* **What is needed**
Quote every line below exactly and skip any picture.

:: Supplied records ::

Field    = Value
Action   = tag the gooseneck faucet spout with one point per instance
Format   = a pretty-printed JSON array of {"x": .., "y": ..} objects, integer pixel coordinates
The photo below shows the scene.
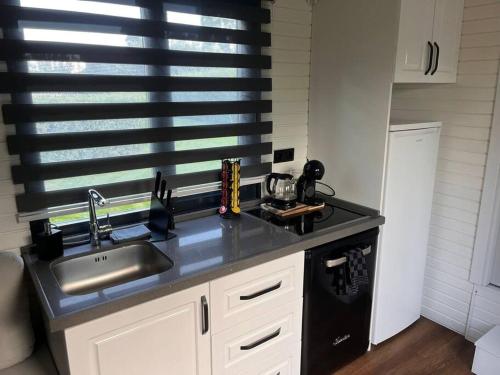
[{"x": 97, "y": 231}]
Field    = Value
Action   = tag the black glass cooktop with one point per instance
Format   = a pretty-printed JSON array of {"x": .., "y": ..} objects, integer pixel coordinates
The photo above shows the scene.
[{"x": 327, "y": 217}]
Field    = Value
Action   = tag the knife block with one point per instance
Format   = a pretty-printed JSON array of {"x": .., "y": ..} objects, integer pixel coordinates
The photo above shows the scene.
[{"x": 159, "y": 220}]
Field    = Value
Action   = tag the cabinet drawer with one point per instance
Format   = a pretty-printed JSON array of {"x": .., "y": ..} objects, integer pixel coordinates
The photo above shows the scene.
[
  {"x": 243, "y": 295},
  {"x": 246, "y": 347},
  {"x": 282, "y": 365}
]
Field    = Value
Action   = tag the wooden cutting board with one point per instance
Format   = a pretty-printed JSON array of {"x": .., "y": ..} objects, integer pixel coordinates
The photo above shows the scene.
[{"x": 300, "y": 209}]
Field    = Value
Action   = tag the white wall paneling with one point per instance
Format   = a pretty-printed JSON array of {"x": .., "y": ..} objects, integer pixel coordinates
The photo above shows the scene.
[
  {"x": 351, "y": 85},
  {"x": 466, "y": 110},
  {"x": 291, "y": 53},
  {"x": 484, "y": 312}
]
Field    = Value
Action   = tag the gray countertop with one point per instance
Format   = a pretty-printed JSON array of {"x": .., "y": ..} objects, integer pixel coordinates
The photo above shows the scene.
[{"x": 204, "y": 249}]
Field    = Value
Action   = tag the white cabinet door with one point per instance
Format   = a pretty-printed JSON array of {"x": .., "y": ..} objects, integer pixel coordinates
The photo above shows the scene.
[
  {"x": 163, "y": 336},
  {"x": 447, "y": 32},
  {"x": 415, "y": 32}
]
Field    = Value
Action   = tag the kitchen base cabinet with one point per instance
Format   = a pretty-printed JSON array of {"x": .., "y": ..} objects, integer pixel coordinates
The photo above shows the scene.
[
  {"x": 163, "y": 336},
  {"x": 246, "y": 348}
]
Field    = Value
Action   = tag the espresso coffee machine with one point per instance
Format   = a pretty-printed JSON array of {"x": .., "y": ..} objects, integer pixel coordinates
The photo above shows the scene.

:::

* **Exercise solution**
Field    = Value
Action   = tag the gooseneck faucet spout with one point per instance
Format   = a pretty-printed JSON array of {"x": .., "y": ..} objects, integer pixel coordinates
The photo below shows the scene.
[{"x": 97, "y": 231}]
Field    = Value
Action   = tag the black glass cooktop with one point per instance
Format   = a pretty-printed JSON array of {"x": .., "y": ..} objects, integer pixel coordinates
The photo above shows the scene.
[{"x": 327, "y": 217}]
Field    = Value
Action   = tag the knife block with one point per instance
Format   = a pretty-printed JSON array of {"x": .., "y": ..} objects, integer pixel coordinates
The photo above shows the scene.
[{"x": 159, "y": 220}]
Field    = Value
Action   = tag the cabinet drawer with one point per instance
Format   = a pretty-printed JSON array of {"x": .., "y": ..} objects, integer pixel coordinates
The photo above shows the scene.
[
  {"x": 243, "y": 295},
  {"x": 246, "y": 347},
  {"x": 282, "y": 365}
]
Field    = Value
Action   = tag the wooden cutting board with one point per instance
Format   = a pretty-printed JSON array of {"x": .., "y": ..} objects, integer pixel coordinates
The photo above shows the scene.
[{"x": 300, "y": 209}]
Field    = Value
Action   = tag the white wall paneling with one point per instance
Format   = a pretty-printed JSON array of {"x": .., "y": ..} objects, integer pixel coordinates
The photo above shows the scene.
[
  {"x": 351, "y": 85},
  {"x": 466, "y": 110},
  {"x": 291, "y": 53},
  {"x": 484, "y": 312}
]
Field    = Value
Action   = tag the gray countertop with one point per instance
Format   = a pretty-printed JSON array of {"x": .., "y": ..} objects, integer pixel coordinates
The photo above shows the scene.
[{"x": 204, "y": 249}]
Field    = Value
Action   = tag the white cabinet door with one point per instance
Format   = a pretty-printed JSON array of {"x": .., "y": ..} objects, integer pixel coordinates
The photo above shows the scene.
[
  {"x": 163, "y": 336},
  {"x": 447, "y": 32},
  {"x": 415, "y": 32}
]
Field    = Value
Action   = tag the kitchen base cabinet with one point per instance
Format   = a pretty-printed JSON array of {"x": .., "y": ..} objects, integer pixel coordinates
The photo above shows the scene.
[
  {"x": 163, "y": 336},
  {"x": 246, "y": 348}
]
Field    = Value
Action   = tag the espresso coffee machine with one point per instance
Format   = a pretty-printed JSON array of {"x": .., "y": ..} objects, integer pixel coordinates
The photo above shows the scene.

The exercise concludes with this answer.